• PAGE TEXT:

I arrived in Poland in early November 1946. Or so I think. I didn't know where I was going. And nobody asked anyway. You didn't have to know where the repatriation train was heading.
I met my future wife, Stanislawa, in Cracow. We got married in the summer of 1952. It was in Cracow, in the registry office. Just us and the two witnesses. A boy and a girl my wife knew. There was no wedding party.

Two of my children were born in Labiszew. Ala in 1954, and Ludwik in 1956. My youngest, Andrzej, was born in 1960 in Malczkow. My children know I'm Jewish but they were not raised in the Jewish tradition. They were christened. They went to a normal school, just like everybody else. Ala went to the school in Jasionna at first, and later all three went to the school in Cieladz. Ala completed a merchant high school, just like me. Ludwik finished a mechanical high school. The third one Andrzej dropped out just before the final exams. The elder two, Ala and Ludwik live in our village, Cieladz. They have their own houses. Andrzej has lived in Germany for 19 years now. The city he lives in is called Regensburg. He left with his girlfriend, it was still People's Republic of Poland back then. They went as tourists but fled and didn't come back. They settled there. Ala has two children, a boy and a girl. His name is Daniel and hers - Dagmara. He's 30 and she's 27. Ludwik has a son, Konrad, he's now 26, and a daughter, Kinga, she's 23. There are no children in Germany. We were a good family. We kept our limbs intact, nobody ever hurt anybody. We're still closely bonded.

• PROMPT A: In the memoir text, which city does Andrzej live in?

• DATA ROWS:

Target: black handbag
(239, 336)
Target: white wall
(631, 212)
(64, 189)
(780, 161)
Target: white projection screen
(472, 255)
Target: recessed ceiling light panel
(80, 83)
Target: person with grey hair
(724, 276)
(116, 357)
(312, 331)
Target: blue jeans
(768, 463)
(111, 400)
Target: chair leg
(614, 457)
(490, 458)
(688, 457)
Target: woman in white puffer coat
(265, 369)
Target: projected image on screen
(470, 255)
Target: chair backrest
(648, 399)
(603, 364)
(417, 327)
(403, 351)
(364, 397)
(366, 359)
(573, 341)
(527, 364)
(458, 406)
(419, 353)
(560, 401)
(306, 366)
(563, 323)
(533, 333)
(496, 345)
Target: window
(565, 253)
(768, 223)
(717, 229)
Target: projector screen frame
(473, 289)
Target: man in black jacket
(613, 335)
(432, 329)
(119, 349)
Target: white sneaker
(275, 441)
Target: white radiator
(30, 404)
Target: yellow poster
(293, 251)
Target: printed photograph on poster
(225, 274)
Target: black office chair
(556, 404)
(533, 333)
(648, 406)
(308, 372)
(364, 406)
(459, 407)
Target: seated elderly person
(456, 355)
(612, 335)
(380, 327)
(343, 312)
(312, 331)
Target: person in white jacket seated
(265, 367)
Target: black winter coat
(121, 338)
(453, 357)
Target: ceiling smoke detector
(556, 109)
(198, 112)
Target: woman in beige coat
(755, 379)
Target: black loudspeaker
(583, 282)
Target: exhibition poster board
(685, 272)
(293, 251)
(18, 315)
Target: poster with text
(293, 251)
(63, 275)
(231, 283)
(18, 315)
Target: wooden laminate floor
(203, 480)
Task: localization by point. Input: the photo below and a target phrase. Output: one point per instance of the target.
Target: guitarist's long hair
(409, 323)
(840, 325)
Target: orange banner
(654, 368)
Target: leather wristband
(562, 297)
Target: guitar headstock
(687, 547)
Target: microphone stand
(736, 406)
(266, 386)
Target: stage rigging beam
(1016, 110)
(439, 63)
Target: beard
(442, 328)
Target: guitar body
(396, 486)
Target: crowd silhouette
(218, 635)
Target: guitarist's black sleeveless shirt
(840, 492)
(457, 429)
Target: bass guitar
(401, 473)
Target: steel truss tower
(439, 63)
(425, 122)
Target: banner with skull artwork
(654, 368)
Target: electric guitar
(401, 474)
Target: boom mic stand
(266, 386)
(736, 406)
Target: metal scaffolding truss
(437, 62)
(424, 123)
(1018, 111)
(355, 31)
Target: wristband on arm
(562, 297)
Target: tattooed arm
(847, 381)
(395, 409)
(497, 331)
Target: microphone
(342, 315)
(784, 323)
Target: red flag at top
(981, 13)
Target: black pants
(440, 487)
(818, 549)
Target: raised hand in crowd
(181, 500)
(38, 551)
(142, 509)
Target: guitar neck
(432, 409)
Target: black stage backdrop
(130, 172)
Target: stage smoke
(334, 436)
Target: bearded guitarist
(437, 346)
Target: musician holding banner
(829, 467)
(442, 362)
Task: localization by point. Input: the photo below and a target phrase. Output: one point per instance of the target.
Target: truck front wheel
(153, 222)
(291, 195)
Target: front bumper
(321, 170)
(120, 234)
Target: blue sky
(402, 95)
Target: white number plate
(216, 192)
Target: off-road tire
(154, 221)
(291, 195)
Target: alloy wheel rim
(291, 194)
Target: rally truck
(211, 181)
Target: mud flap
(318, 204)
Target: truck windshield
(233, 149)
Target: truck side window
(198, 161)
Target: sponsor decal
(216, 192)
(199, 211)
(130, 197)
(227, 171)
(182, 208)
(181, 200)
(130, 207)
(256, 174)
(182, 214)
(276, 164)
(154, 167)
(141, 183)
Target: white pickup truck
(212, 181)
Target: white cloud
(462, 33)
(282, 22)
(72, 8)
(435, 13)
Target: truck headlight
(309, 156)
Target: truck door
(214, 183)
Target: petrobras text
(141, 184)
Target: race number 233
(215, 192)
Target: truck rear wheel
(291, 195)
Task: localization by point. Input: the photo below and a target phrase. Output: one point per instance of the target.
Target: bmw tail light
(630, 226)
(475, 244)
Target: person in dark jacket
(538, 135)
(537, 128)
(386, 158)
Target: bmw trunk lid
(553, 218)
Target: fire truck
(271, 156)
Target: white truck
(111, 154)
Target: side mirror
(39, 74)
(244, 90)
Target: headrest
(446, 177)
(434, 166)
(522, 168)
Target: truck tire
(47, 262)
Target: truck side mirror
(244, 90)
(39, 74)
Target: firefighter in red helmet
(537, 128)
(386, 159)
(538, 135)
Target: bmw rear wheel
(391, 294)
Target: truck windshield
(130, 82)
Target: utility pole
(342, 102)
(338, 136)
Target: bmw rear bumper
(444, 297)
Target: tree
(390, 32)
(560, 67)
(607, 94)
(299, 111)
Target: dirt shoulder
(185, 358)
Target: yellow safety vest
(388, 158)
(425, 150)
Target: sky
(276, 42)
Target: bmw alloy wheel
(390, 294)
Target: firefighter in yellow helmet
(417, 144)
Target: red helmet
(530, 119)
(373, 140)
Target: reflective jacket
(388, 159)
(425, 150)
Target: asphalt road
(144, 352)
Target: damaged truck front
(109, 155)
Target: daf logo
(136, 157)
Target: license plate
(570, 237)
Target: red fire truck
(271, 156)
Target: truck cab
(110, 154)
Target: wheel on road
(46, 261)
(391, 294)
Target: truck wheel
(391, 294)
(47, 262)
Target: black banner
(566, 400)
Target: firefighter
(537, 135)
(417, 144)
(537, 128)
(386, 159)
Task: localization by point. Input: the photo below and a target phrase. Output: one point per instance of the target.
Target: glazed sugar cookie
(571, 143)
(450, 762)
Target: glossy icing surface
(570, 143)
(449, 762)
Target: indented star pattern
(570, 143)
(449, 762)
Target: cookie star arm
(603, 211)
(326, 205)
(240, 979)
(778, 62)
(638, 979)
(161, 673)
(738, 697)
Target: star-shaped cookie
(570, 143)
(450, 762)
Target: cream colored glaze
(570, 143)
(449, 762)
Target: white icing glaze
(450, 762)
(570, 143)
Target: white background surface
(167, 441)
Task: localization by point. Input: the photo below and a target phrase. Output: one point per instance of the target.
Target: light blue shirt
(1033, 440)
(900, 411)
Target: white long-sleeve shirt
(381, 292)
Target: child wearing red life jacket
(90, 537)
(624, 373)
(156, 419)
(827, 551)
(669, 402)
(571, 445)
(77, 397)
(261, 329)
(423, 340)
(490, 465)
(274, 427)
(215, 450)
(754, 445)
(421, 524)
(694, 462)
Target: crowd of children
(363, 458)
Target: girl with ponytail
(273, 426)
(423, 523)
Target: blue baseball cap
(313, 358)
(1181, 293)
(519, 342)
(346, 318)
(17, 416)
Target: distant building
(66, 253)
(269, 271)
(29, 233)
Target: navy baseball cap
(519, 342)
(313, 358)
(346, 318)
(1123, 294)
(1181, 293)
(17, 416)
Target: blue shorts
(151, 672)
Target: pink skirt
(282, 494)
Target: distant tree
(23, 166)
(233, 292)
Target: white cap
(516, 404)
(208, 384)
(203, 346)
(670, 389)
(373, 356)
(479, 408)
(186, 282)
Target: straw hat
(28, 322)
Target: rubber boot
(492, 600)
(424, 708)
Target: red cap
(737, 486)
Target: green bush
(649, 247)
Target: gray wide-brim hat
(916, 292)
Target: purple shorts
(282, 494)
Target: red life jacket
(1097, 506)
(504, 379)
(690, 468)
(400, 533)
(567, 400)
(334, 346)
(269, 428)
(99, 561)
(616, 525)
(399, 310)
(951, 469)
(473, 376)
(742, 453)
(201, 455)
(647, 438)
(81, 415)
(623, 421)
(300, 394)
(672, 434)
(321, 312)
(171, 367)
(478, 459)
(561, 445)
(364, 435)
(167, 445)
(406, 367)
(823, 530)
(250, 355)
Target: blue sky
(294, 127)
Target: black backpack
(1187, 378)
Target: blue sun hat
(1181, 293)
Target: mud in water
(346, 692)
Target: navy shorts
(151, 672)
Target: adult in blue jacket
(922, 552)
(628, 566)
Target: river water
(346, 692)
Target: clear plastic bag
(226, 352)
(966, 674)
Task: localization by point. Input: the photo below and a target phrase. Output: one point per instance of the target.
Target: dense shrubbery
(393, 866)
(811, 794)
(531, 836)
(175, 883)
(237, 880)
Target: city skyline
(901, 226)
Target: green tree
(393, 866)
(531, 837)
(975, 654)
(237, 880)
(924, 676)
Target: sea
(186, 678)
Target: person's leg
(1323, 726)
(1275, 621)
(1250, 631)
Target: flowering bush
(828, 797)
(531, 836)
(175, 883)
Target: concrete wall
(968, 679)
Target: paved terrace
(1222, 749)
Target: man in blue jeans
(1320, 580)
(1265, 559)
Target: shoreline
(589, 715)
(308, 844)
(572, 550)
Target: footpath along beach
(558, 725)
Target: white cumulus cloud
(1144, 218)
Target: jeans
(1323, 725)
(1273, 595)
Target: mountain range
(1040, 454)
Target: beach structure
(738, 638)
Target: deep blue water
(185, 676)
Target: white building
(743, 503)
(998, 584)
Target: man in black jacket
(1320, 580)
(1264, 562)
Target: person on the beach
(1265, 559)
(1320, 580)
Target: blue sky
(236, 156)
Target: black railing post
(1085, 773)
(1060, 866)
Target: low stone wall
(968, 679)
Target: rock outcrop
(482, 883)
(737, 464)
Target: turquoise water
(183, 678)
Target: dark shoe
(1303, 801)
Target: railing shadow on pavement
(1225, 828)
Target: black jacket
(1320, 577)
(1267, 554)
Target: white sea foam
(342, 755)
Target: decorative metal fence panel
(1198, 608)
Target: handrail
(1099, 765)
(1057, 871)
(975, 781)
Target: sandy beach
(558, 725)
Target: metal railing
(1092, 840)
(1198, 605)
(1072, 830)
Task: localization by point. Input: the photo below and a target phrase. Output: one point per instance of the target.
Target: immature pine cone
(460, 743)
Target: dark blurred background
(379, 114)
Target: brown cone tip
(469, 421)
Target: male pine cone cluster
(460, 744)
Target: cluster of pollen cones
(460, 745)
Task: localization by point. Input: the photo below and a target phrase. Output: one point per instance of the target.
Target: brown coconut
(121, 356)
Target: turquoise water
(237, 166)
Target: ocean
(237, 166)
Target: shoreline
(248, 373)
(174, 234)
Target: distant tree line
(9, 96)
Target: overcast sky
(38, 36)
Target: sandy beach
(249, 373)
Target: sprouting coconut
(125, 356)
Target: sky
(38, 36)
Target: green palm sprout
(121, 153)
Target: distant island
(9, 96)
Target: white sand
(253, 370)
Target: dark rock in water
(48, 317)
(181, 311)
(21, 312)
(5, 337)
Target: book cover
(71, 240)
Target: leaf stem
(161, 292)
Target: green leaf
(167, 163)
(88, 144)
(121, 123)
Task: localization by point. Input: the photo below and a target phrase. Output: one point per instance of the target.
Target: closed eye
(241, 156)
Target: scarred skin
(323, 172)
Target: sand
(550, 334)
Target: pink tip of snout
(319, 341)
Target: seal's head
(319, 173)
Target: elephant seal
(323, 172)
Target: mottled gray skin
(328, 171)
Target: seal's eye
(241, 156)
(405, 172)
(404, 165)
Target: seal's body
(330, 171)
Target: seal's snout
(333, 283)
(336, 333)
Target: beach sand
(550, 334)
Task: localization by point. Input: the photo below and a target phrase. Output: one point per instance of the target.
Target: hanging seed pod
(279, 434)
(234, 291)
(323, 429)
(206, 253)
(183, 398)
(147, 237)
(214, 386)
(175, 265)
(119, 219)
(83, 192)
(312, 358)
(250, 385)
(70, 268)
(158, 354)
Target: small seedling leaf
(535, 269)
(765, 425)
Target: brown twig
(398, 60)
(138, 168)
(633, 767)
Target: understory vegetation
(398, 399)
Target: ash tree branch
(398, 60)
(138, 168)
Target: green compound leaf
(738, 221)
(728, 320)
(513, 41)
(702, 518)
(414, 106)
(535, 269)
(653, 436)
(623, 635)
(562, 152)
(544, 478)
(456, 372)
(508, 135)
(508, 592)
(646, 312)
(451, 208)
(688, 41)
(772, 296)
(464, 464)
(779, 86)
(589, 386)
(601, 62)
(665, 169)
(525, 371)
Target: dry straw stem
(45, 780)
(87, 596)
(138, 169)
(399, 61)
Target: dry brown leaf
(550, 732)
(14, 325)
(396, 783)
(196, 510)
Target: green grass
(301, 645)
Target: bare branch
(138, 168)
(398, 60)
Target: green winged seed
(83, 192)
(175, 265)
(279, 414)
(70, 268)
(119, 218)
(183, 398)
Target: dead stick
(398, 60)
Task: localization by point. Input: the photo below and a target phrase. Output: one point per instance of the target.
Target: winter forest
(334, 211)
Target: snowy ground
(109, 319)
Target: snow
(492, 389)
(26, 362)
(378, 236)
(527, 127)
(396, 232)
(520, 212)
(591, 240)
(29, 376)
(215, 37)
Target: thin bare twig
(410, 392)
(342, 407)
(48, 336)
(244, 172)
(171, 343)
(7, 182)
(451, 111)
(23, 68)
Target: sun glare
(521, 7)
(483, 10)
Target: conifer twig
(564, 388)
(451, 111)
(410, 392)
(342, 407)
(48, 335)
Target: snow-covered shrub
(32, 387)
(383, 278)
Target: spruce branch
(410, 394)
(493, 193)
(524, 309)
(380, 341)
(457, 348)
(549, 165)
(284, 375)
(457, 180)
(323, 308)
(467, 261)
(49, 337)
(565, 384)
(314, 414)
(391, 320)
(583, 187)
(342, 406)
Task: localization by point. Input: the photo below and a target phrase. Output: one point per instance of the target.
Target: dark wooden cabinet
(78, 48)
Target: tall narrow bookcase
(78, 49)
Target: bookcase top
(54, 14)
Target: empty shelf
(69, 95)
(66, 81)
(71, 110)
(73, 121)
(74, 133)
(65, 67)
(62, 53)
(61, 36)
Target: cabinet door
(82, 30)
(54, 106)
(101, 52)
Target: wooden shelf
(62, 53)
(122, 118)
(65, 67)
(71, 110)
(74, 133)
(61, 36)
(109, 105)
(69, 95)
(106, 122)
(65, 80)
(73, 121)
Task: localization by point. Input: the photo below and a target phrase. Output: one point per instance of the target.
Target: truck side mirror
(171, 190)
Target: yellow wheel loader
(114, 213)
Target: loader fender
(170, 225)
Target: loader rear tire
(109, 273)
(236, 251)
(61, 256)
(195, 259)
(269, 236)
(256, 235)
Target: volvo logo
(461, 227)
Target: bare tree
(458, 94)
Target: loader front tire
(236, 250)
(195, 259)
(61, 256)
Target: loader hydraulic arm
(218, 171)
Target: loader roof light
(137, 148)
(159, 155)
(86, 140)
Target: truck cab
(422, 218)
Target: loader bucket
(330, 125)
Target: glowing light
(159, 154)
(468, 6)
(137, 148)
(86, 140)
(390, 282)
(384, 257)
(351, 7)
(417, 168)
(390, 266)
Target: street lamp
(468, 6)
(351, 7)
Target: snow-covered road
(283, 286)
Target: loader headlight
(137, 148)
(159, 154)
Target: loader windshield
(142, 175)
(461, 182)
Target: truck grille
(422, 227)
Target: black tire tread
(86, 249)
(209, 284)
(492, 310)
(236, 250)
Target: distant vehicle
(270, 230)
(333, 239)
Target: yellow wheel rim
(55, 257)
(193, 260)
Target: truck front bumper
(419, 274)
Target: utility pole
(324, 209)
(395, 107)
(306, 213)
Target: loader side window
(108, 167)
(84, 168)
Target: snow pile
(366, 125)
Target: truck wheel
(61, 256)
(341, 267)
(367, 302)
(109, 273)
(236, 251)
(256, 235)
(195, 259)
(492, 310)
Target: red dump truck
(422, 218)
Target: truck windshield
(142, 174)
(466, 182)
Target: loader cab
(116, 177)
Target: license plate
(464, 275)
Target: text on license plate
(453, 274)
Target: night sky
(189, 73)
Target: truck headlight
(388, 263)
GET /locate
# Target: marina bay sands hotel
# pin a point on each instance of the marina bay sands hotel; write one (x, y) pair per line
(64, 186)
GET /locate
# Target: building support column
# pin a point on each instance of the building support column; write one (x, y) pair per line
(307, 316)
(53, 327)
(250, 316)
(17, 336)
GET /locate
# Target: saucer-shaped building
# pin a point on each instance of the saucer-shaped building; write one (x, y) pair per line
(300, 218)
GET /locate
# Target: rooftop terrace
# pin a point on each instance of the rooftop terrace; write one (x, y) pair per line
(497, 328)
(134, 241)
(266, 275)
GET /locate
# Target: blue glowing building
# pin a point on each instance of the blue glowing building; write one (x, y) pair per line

• PROMPT B: In the listing, rewrite the lines from the line with "Target: person's leg" to the line with "(1072, 830)", replacing "railing" with "balustrade". Change nothing else, and return only those lines.

• FULL OUTPUT A: Regensburg, in Germany.

• FULL OUTPUT B:
Target: person's leg
(1323, 726)
(1275, 621)
(1250, 631)
Target: flowering bush
(828, 797)
(531, 836)
(175, 883)
Target: concrete wall
(968, 679)
Target: paved terrace
(1222, 749)
Target: man in blue jeans
(1320, 580)
(1265, 559)
Target: shoreline
(589, 715)
(308, 844)
(572, 550)
Target: footpath along beach
(558, 725)
Target: white cumulus cloud
(1144, 218)
Target: jeans
(1323, 725)
(1273, 595)
Target: mountain range
(1040, 454)
Target: beach structure
(738, 638)
Target: deep blue water
(185, 676)
Target: white building
(743, 503)
(998, 584)
Target: man in black jacket
(1320, 580)
(1264, 562)
Target: person on the beach
(1265, 559)
(1320, 580)
Target: blue sky
(236, 156)
Target: black balustrade post
(1085, 773)
(1060, 866)
Target: low stone wall
(968, 679)
Target: rock outcrop
(482, 883)
(737, 464)
Target: turquoise water
(183, 678)
Target: dark shoe
(1303, 801)
Target: balustrade shadow on pavement
(1225, 828)
Target: black jacket
(1320, 577)
(1267, 554)
Target: white sea foam
(342, 755)
Target: decorative metal fence panel
(1198, 608)
Target: handrail
(1099, 765)
(1057, 871)
(975, 781)
Target: sandy beach
(558, 725)
Target: metal balustrade
(1092, 840)
(1198, 605)
(1072, 830)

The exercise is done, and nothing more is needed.